(Page extract)
He said : Every farmer is given a fair chance to comply with the Committee's directions. Any recommendation terminating a tenancy had to go to the Ministry of Agriculture. And the Ministry can order the taking of possession following an inspection by a Land Commissioner. Then the local committee must 'take action to ensure that there is a proper cultivation'. Every occupier has the right to appeal to the Executive Committee and some have already done so.

Throughout the county, the EWAEC have advised the Minister of Agriculture to take possession of 40,000 acres of land, some of it is badly farmed, but much of it not previously cultivated at all. Of those 40,000 acres the Committee have let about 15,000 acres to competent farmers, and is itself now farming 25,000 acres.

With Mr Sadler and Capt F T Folkard the Colchester District officer of the EWAC, Essex Chronicle reporter J C Chaplin visited farms at Layer, Abberton, Pete Tye Common, Peldon, Great Wigborough and Layer Marney, saw some of the few remaining crops as sown by owners before the Committee took possession. Verdict: for the Committee

Footnote
In our village pub (adds Charles Douglas Brown) I told some farmers and their men about the meeting at Maldon. A well-known and fair-minded farmer, who has the interests of his profession at heart, assured me that he had seen a lot of good work done by our Agricultural Committee 'If I had the petrol' he said 'I would take you to see acres of corn flourishing where bushes grew several feet high.

He admitted Mr Day's suggestion that the War Agricultural Committee had more money and better machinery at its disposal than many farmers. He assured me that dispossessed farmers are paid adequate rent. Essex Chronicle 23rd July 1943

The period between the wars had been a very depressed time for farming and of course labour was short with so many men having been lost in the war. The War Ag committees would argue they transformed thousands of derelict acres to produce arable crops to feed the nation in war-time but according to Wentworth Day, they used Gestapo methods, bullying and evicting farmers, and awarding the land to their cronies.

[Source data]
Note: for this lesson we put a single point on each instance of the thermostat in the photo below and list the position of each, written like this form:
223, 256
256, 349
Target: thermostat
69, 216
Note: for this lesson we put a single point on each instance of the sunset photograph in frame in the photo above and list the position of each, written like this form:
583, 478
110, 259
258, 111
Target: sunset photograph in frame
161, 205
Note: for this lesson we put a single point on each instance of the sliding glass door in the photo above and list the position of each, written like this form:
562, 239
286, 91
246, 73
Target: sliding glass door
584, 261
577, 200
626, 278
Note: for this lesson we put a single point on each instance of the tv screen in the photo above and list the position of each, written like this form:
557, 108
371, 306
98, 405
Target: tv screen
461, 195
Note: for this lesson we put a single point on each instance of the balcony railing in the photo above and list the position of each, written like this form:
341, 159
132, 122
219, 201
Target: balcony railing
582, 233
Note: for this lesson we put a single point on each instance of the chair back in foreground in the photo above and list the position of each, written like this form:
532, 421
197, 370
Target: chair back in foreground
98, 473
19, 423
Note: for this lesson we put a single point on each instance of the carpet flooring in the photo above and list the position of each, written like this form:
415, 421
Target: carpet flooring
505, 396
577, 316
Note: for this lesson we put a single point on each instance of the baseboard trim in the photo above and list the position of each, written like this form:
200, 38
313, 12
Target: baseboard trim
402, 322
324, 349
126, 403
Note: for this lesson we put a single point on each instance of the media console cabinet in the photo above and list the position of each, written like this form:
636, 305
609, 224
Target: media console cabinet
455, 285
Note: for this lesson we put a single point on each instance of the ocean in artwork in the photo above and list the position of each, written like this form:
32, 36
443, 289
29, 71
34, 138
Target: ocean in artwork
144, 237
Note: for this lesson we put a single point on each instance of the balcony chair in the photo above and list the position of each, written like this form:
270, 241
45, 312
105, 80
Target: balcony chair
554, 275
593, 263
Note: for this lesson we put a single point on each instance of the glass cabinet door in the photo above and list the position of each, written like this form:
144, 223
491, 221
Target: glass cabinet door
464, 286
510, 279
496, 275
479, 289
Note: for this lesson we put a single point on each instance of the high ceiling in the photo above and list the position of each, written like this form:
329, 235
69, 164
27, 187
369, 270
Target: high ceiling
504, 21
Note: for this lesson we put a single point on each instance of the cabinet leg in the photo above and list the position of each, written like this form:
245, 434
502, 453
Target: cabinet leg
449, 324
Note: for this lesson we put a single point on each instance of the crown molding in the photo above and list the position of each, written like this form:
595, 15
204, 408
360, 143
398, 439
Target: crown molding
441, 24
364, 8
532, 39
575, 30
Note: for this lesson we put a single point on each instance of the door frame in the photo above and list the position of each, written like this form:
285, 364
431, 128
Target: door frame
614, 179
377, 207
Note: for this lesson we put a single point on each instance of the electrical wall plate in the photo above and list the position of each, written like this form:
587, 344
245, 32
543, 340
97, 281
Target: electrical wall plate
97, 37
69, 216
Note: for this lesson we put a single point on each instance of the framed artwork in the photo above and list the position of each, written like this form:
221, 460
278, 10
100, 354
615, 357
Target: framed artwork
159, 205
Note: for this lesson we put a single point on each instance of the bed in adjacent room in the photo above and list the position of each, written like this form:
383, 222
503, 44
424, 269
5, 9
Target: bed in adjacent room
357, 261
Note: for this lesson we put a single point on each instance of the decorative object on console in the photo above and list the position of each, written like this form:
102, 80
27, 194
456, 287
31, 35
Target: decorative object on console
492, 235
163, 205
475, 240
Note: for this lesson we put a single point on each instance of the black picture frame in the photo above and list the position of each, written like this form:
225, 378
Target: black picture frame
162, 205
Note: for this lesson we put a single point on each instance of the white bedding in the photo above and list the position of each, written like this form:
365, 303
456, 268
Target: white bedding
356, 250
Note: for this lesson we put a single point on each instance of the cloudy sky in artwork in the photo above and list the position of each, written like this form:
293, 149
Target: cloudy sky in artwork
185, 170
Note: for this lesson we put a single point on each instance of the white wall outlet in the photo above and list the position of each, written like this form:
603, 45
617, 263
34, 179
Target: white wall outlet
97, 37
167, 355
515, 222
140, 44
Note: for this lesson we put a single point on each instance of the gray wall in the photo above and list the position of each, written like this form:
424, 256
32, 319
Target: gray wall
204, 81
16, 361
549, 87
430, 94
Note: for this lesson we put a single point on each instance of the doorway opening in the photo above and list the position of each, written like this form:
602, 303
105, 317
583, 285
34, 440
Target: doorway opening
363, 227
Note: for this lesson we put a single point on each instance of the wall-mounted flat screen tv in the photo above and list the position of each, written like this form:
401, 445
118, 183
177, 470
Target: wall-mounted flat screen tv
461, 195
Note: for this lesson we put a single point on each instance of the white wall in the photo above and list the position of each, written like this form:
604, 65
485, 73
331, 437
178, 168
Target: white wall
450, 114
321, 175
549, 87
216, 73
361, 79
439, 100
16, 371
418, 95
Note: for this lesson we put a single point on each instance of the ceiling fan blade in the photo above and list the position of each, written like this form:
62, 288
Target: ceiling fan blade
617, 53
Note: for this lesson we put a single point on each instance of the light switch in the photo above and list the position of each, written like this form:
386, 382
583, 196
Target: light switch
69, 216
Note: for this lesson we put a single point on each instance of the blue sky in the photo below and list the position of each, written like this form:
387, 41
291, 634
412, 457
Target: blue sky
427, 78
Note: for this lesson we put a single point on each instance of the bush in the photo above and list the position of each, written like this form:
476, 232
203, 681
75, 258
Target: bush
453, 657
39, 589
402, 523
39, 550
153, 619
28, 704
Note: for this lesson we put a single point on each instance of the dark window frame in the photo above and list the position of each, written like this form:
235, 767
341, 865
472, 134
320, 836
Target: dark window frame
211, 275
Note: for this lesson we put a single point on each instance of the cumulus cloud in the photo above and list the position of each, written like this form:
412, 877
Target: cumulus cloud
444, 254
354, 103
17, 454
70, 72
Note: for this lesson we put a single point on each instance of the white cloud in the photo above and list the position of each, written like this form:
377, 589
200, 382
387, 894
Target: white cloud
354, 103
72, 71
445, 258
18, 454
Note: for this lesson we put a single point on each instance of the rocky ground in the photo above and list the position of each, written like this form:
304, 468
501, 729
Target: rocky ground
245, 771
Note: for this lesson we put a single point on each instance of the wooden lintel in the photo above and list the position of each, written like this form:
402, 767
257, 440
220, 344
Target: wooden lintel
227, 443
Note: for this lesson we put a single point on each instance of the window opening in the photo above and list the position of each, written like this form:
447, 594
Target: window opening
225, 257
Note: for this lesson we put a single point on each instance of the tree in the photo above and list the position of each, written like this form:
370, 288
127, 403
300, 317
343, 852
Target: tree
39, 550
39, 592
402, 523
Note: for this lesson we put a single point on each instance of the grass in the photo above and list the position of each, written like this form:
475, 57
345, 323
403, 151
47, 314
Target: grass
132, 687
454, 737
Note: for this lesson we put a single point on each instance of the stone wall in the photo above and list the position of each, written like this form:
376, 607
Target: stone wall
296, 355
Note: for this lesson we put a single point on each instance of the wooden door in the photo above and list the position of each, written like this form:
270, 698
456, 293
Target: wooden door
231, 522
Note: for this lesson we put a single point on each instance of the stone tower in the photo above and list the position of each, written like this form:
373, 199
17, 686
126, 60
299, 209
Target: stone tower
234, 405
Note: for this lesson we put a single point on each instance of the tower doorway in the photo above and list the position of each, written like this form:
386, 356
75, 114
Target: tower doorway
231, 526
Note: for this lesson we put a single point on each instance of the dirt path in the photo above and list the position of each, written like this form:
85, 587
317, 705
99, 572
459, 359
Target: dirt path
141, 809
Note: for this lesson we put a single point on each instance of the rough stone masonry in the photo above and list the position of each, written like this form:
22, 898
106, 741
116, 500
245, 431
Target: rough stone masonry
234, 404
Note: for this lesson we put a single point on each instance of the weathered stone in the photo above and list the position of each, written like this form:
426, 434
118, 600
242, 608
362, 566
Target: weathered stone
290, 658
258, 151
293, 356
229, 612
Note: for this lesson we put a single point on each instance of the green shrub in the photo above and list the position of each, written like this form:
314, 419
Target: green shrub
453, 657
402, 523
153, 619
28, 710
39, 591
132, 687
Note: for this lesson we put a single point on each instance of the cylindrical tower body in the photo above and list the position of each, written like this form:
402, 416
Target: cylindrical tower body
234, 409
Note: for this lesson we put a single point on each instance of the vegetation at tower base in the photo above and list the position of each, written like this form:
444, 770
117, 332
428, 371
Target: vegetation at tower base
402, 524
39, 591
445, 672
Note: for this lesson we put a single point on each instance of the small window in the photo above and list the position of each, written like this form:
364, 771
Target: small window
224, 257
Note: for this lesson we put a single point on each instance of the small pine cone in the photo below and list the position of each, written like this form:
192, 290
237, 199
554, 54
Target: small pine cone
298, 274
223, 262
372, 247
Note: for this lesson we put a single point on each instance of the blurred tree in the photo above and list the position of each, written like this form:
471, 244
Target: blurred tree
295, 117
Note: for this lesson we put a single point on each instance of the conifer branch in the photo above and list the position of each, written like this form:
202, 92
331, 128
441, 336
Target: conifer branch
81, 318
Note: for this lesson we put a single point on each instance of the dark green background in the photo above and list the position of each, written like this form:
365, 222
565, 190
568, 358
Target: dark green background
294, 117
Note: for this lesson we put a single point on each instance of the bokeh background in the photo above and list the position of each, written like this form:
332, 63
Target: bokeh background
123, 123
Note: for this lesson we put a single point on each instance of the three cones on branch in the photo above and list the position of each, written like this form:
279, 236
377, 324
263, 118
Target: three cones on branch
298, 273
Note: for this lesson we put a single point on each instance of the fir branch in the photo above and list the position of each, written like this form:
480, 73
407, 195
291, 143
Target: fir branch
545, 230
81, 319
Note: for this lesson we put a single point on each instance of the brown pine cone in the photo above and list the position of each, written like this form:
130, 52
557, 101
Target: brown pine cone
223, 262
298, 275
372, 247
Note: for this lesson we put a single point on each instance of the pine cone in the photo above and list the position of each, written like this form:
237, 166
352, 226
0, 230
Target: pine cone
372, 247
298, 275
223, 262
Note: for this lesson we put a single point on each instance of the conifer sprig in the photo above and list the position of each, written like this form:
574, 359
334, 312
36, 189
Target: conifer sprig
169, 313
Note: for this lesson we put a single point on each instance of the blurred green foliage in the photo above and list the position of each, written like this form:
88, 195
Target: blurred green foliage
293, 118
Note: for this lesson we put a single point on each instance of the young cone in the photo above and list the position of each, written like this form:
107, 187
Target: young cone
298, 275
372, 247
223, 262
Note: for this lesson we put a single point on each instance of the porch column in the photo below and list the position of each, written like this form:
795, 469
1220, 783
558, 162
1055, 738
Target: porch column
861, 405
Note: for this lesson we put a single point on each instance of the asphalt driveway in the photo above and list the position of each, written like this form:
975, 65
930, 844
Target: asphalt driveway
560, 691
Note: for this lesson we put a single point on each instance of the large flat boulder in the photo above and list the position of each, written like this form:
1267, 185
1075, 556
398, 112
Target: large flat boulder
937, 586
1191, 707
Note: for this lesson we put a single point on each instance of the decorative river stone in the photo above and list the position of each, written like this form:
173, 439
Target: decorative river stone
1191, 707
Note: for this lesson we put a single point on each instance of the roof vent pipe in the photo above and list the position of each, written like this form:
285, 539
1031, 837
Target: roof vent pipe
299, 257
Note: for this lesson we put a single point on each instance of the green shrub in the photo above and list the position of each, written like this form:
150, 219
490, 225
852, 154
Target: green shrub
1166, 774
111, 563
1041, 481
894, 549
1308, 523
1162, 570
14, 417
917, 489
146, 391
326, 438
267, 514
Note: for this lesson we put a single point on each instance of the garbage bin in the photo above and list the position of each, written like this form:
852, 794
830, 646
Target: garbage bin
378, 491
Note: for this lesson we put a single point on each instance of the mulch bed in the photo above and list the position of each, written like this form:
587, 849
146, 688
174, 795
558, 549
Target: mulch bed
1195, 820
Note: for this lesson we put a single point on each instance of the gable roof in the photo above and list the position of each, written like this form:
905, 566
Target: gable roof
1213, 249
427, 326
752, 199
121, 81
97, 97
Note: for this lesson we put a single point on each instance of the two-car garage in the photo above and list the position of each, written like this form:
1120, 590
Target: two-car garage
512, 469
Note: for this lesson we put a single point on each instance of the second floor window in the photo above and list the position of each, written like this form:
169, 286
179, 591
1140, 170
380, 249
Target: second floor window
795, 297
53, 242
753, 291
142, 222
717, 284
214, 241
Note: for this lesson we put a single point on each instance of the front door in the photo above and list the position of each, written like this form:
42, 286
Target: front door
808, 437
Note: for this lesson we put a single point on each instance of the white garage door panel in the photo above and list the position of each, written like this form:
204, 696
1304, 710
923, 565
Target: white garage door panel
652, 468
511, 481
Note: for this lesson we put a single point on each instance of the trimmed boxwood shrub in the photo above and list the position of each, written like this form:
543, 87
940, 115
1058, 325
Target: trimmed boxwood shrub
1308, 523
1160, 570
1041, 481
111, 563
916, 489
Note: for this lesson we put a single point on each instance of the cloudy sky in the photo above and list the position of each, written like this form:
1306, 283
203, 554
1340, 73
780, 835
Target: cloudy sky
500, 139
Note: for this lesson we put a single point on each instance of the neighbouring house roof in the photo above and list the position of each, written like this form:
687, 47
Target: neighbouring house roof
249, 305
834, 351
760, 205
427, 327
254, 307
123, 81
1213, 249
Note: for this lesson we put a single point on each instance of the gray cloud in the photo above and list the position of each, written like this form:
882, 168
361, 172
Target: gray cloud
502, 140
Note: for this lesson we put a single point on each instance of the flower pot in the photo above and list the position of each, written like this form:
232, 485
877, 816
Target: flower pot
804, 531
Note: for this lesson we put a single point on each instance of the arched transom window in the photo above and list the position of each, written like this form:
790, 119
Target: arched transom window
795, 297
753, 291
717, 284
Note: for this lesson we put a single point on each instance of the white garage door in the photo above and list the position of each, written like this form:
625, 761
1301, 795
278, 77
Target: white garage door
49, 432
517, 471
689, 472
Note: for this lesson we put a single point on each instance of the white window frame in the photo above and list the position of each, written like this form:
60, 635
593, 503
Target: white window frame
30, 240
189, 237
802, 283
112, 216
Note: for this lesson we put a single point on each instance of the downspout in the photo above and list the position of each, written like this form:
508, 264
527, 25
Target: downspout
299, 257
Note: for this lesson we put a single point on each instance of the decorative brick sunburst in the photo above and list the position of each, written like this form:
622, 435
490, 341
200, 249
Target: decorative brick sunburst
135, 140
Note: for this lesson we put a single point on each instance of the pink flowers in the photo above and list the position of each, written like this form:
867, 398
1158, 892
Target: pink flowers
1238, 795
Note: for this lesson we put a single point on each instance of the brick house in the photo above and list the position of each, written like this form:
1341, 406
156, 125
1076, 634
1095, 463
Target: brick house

(Exercise A)
Answer these questions about the article on the War Agricultural Committee:
(i) How many acres in total did the EWAEC advise the Minister of Agriculture to take possession of throughout the county?
(ii) Which newspaper's reporter visited farms at Layer, Abberton, Peldon and other places?
(iii) According to Wentworth Day, what kind of methods did the War Ag committees use?
(Exercise B) Tally the lines of the records that contain the string "light", treating uppercase and lowercase as different, and give only the number.
The text and the records were taken from unrelated sources.

(Correct output A)
(i) 40,000 acres
(ii) The Essex Chronicle
(iii) Gestapo methods

(Correct output B) 2